State grants bolster local community development agencies

Dave Christopolis, Hilltown Community Development Corp. executive director, talks to Lt. Gov. Kim Driscoll after she announced a 300,000 Community Investment Tax Credit award at Hilltown CDC in Chesterfield, Thursday.

Dave Christopolis, Hilltown Community Development Corp. executive director, talks to Lt. Gov. Kim Driscoll after she announced a 300,000 Community Investment Tax Credit award at Hilltown CDC in Chesterfield, Thursday. STAFF PHOTO/JAMES PENTLAND


Staff Writer

Published: 05-16-2024 4:50 PM

CHESTERFIELD — Highlighting the work of Hilltown Community Development Corp., Lt. Gov. Kim Driscoll came to Chesterfield on Thursday to announce a $300,000 award that allows the agency to leverage up to the same amount from donors to support the full range of its programs.

Whatever amount the CDC can raise up to the grant amount is eligible for the tax credit program.

“The Community Investment Tax Credit program has been a game-changer for us,” Executive Director Dave Christopolis told the overflow crowd at Hilltown CDC’s offices.

He noted that it bolsters the agency’s “hyperlocal” programs such as food delivery and transportation, as well as affordable housing development.

“State government is definitely our biggest partner,” he said.

(Saved data entries)
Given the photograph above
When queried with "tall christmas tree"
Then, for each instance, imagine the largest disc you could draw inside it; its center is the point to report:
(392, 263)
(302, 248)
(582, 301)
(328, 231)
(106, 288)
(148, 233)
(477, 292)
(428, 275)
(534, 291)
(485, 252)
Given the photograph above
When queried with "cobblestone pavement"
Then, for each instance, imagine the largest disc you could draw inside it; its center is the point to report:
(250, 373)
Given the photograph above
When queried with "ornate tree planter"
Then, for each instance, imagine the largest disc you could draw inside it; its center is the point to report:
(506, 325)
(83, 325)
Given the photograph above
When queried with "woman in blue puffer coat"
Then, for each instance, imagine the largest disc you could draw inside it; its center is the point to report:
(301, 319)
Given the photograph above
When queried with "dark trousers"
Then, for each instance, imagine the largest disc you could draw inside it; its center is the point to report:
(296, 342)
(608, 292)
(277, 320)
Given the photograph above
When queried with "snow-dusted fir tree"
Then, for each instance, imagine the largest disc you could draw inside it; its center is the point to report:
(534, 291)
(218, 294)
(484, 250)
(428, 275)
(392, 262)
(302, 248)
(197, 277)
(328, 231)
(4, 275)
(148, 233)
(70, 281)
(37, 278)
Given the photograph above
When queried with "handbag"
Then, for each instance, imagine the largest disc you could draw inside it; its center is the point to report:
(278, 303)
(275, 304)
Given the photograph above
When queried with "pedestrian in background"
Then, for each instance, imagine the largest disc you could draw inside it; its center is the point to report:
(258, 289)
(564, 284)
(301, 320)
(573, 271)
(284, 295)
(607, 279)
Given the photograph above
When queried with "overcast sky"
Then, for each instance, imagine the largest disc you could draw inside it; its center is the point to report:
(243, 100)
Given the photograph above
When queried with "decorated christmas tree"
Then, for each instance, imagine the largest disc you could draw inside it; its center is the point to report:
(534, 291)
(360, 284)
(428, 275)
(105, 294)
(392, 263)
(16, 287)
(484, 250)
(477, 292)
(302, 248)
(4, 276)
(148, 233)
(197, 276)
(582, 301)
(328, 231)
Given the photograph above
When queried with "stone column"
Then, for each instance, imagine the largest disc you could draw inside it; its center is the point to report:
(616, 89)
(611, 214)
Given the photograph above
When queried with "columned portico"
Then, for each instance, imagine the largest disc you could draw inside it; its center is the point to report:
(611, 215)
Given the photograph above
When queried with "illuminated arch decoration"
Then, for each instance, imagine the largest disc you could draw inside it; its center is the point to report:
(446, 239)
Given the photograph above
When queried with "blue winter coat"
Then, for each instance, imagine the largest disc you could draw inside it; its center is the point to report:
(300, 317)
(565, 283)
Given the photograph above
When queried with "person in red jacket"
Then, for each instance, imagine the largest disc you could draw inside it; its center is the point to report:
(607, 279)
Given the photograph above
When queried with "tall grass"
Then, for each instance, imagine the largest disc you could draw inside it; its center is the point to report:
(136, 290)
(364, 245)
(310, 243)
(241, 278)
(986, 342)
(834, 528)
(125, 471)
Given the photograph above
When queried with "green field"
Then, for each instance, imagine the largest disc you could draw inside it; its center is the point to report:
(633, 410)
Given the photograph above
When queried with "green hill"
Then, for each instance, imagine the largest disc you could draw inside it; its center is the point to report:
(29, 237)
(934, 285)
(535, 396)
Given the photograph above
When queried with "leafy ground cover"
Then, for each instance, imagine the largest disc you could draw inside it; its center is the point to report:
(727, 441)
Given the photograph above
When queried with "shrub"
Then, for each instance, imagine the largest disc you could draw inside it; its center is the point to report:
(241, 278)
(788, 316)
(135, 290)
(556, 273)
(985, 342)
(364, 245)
...
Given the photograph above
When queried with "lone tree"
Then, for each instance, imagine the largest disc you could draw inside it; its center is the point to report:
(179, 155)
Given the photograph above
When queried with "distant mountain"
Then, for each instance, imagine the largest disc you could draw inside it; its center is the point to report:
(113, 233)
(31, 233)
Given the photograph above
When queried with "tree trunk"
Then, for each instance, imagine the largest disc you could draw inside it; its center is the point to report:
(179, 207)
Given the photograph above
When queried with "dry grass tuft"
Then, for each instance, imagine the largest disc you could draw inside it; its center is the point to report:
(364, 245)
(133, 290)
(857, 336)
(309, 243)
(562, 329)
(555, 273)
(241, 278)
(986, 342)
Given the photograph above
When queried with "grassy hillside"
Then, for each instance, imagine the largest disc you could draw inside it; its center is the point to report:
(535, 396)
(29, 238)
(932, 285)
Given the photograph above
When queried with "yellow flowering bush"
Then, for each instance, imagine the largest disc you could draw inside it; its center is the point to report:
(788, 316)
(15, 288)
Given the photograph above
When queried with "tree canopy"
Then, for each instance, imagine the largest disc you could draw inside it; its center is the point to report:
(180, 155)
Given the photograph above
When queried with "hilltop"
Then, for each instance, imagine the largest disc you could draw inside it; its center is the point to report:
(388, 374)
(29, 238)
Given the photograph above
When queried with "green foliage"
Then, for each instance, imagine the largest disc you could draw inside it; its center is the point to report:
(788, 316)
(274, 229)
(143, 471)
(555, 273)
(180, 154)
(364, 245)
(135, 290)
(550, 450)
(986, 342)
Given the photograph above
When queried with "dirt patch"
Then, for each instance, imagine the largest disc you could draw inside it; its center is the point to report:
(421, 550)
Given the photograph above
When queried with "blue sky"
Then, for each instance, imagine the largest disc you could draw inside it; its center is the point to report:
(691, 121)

Required tasks.
[a] According to the article about the state grant, in which town did Lt. Gov. Kim Driscoll announce the award?
[b] Summarize the article about the state grant in two sentences.
[c] Carry the article about the state grant forward with a few more paragraphs, starting after Christopolis's remark about state government.
The records are separate material and are not connected to the article about the state grant.

Final answers.
[a] Chesterfield.

[b] Lt. Gov. Kim Driscoll came to Hilltown Community Development Corp. in Chesterfield to announce a $300,000 Community Investment Tax Credit award, which lets the agency leverage up to that amount from donors to support its programs. Executive Director Dave Christopolis called the program a game-changer that bolsters hyperlocal services such as food delivery and transportation as well as affordable housing, and he said state government is the agency's biggest partner.

[c]
Driscoll said she has been aware of the impact local CDCs can have since she became mayor of Salem, and housing, or the lack of it, continues to be people’s top concern. Investments in rural areas help to support residents at all stages of life, she said.

Housing Secretary Ed Augustus praised Driscoll’s passion for housing, and called Hilltown CDC an indispensable partner in providing for the needs of the towns it serves. He noted that the Healey administration supports making the tax credit program, which is due to expire next year, permanent as part of this year’s housing bond bill, and increasing the funding from $12 million to $15 million.

The funding awards announced Thursday range from $50,000 to $300,000. Among the recipients was Northampton’s Valley CDC, with $215,000. Donors who give at least $1,000 to the CDCs get 50% back in tax credits under the program.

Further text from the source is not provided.